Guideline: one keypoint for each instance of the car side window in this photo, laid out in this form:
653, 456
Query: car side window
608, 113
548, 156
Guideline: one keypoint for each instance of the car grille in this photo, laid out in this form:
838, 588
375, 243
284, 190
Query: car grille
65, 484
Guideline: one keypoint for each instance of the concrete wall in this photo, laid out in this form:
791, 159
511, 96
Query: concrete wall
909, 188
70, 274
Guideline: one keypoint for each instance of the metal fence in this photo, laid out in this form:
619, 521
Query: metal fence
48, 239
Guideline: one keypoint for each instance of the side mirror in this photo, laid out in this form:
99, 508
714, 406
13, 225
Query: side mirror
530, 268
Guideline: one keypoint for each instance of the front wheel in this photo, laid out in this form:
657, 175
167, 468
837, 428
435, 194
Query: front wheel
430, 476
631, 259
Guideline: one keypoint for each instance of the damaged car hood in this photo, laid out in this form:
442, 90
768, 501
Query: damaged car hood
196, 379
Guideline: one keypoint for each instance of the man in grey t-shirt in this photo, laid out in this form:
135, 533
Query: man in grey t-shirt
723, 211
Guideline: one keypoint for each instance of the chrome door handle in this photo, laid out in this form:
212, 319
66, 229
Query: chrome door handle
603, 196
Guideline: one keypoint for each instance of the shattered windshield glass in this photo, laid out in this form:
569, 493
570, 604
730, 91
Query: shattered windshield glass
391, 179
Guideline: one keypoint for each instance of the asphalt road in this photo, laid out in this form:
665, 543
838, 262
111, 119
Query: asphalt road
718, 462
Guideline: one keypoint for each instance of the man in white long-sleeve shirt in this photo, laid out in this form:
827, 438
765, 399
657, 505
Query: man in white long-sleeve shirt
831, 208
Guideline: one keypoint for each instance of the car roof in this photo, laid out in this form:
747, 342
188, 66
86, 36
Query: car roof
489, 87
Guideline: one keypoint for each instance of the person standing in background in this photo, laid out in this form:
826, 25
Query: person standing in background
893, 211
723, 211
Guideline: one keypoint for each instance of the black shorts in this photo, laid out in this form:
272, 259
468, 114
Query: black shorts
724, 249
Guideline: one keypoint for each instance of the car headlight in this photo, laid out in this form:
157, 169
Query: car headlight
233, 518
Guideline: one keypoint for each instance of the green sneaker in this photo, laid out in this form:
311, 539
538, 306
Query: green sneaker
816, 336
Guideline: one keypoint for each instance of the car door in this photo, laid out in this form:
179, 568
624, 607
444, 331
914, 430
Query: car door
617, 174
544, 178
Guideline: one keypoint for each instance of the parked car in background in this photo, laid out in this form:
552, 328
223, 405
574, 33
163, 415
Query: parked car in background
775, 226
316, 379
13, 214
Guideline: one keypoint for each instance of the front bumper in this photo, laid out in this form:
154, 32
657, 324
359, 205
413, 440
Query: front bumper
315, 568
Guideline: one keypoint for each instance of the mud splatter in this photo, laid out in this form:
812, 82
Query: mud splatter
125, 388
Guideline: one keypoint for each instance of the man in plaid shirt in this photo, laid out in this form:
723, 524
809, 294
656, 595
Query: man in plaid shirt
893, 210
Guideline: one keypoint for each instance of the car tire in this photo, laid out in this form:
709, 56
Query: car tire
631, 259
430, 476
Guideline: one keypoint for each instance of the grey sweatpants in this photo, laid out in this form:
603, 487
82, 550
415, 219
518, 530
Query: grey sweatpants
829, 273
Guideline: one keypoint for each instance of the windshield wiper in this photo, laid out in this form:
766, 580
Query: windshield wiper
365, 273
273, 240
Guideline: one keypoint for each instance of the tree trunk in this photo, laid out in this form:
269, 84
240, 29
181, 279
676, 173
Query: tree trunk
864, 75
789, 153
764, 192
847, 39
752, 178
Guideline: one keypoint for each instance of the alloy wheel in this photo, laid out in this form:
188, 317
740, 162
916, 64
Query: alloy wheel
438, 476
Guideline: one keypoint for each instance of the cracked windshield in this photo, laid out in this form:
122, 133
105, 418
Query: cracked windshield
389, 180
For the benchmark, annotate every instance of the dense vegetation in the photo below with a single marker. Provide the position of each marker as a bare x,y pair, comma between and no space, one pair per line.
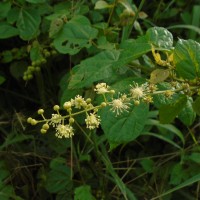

· · · ·

■ **WHAT TO PRODUCE**
Extract every line of the rows above that contains the word "handle".

■ **ANSWER TO THIS PROBLEM**
Guideline: one keypoint for each instance of the chrome door handle in this photo, laid out in this form:
Query: chrome door handle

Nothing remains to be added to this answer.